▶ [Problems and tasks]:
a - In the DansGuardian text below, condense the paragraph that begins "In my setup, I have a Linux firewall" into a short bulleted list that keeps its main facts.
b - Answer these questions from the DansGuardian text below, labeling each answer with the same numeral as its question:
(i) On what network did the author install DansGuardian?
(ii) Which file is edited to set the proxy host and port?
(iii) What happens if the --transproxy flag is used with redir in this scenario?

DansGuardian - Web content filtering
http://www.dansguardian.org
Dans Guardian is a content filter that works together with existing proxy servers. Although simple to install and configure, it's still very powerful in that it will scan URLs, page content, reference PICS ratings, and more. I installed it on my home network.
Here are the basic steps I followed, as well as a plain english description of the path a web request follows. Some knowledge of basic TCP/IP networking, the HTTP protocol, proxies, and firewalling with the Linux kernel may help. Some of these steps are based on using the Netmaster GG-Blade (http://www.netmaster.com) but should work in a variety of environments.
First, some other links that may be useful:
Installation & Configuration
- follow the instructions in the DG INSTALL file to compile and install it.
- Modify the default Squid ACLs to only allow access from localhost and any host(s) that you want to be able to bypass the filter but still use squid for caching
- edit /etc/dansguardian/dansguardian.conf, and set the proxy host and port to wherever squid is running
Transparent Proxy configuration
In my setup, I have a Linux firewall (http://www.netmaster.com) that only provides firewalling services. Squid and Dansguardian are running on a seperate Linux server on the internal network. The ultimate goal of setting up content filtering is to have everybody use it, without being able to get around it. One way to do this is to block all out going web (port 80) requests, and only allow them from the proxy server. This will force every user to specify a port in their browser configuration if their browser supports it. An easier method is to set up some firewall rules:
- make sure transparent proxy support is compiled in the Linux kernel on the firewall
- at the top of the firewall rules/chains, Insert a rule to allow access from your proxy server
- at the bottom of the firewall rules/chains, add a rule to redirect all outgoing web requests to a local port: ipchains -A input -p tcp -d 0.0.0.0/0 80 -j REDIRECT 8081 -l
- use 'tproxyd' or 'redir' to do the redirection: redir --lport=8081 --laddr=192.168.20.1 --cport=8080 --caddr=192.168.20.3
- do not use the --transproxy flag with redir in this scenario. It will slow requests by 3-4 seconds.

▶ [Supplied information]:
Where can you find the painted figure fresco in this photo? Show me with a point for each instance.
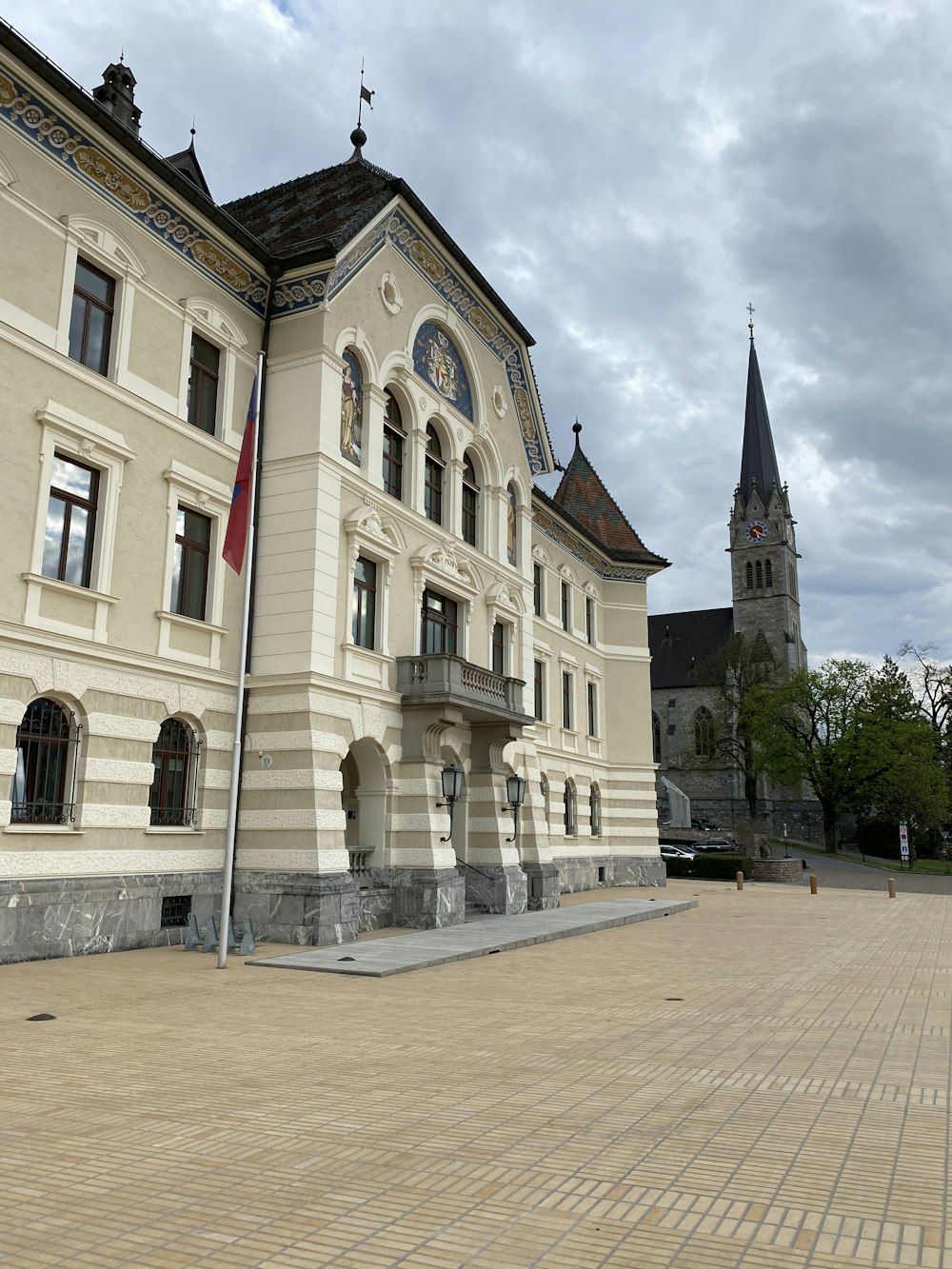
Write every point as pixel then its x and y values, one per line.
pixel 350 408
pixel 437 361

▶ [Set of answers]:
a -
- The Linux firewall provides only firewalling services.
- Squid and DansGuardian run on a separate Linux server on the internal network.
- The goal of content filtering is for everyone to use it without being able to get around it.
- One option is to block all outgoing web (port 80) requests except those from the proxy server. This forces every user to specify a port in their browser configuration, if the browser supports it.
- An easier method is to set up firewall rules.

b -
(i) On the author's home network.
(ii) /etc/dansguardian/dansguardian.conf
(iii) Requests slow down by 3-4 seconds.